In the entries below, find the line containing "wire fence, one". Copy it and all lines after it, exactly, through the end.

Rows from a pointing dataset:
◇ ◇ ◇ ◇ ◇ ◇ ◇

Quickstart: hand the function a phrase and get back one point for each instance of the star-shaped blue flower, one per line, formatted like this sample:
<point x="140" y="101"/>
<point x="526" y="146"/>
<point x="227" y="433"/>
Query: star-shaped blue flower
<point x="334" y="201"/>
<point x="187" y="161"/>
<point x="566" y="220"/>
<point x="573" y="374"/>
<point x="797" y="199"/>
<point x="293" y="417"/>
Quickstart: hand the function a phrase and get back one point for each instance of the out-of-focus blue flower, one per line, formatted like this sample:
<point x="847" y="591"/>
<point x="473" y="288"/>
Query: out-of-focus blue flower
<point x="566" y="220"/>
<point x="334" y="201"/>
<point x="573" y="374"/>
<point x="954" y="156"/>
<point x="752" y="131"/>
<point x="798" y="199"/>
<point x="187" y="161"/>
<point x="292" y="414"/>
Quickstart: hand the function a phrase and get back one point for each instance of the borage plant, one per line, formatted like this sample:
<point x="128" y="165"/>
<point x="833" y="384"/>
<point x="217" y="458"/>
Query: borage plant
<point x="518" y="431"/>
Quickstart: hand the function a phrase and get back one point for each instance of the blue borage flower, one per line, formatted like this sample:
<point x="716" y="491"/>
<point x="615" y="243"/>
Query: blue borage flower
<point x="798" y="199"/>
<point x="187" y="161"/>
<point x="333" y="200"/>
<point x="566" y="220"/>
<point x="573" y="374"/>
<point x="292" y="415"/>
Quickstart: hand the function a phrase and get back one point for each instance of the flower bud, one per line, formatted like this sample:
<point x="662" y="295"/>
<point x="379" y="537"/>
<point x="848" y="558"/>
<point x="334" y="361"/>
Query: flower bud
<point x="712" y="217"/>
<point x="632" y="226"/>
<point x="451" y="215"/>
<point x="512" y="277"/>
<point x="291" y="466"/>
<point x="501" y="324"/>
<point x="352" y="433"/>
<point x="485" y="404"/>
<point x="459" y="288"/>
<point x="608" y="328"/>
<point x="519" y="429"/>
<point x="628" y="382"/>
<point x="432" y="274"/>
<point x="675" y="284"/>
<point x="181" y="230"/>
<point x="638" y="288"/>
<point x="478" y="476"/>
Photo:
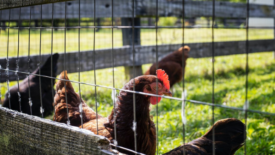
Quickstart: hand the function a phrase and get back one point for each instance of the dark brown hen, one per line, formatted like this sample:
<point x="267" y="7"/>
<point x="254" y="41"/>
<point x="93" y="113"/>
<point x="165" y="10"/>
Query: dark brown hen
<point x="172" y="65"/>
<point x="29" y="88"/>
<point x="145" y="128"/>
<point x="230" y="135"/>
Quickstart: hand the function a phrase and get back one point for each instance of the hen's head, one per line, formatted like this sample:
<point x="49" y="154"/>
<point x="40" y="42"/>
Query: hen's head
<point x="157" y="85"/>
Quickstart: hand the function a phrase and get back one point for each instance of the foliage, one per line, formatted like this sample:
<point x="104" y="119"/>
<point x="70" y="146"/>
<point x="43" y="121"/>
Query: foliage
<point x="229" y="90"/>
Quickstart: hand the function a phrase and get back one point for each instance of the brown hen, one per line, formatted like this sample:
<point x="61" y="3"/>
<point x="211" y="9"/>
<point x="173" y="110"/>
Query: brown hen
<point x="145" y="128"/>
<point x="172" y="65"/>
<point x="230" y="135"/>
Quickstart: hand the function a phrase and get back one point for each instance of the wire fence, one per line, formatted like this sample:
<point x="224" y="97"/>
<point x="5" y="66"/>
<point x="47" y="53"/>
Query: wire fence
<point x="65" y="27"/>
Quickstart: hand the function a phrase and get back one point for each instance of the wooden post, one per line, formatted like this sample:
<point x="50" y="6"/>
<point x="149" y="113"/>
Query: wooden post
<point x="131" y="71"/>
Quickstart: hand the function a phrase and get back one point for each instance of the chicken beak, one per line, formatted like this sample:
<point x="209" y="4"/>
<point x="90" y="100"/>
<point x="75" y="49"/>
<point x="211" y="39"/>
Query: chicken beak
<point x="168" y="93"/>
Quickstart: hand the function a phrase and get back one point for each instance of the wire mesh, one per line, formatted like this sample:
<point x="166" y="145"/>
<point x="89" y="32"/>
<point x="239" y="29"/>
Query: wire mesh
<point x="124" y="35"/>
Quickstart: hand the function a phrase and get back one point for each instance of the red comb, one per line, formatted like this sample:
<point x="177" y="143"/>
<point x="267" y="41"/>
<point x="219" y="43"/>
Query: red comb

◇ ◇ ◇ ◇ ◇ ◇ ◇

TASK SOLUTION »
Quickstart: hand the function a phrase and get back one point for each instance of the wire fence, one per line, formatted like this sample:
<point x="224" y="97"/>
<point x="5" y="66"/>
<point x="47" y="53"/>
Query: wire fence
<point x="65" y="27"/>
Quickstart: hand the function a phrase and get back one point for each instance of the wooden post, one per line, formatted like this sample:
<point x="50" y="6"/>
<point x="149" y="113"/>
Query: wooden post
<point x="131" y="71"/>
Quickstart: hand the function a phrase and get back one point for each instance of the chicken beak, one per line, formatted like this sample:
<point x="209" y="4"/>
<point x="90" y="100"/>
<point x="75" y="49"/>
<point x="211" y="39"/>
Query: chicken beak
<point x="168" y="93"/>
Quickstart: hand the function a phrase and get back one point for each instance of the wire mesh, one per line, formatted like this sample:
<point x="166" y="145"/>
<point x="89" y="32"/>
<point x="239" y="29"/>
Query: wire mesh
<point x="124" y="35"/>
Quickstart: hand the function a phrase and get back one point for each instance of the red comb, one per line, formatted like this sample:
<point x="177" y="143"/>
<point x="267" y="41"/>
<point x="219" y="43"/>
Query: red comb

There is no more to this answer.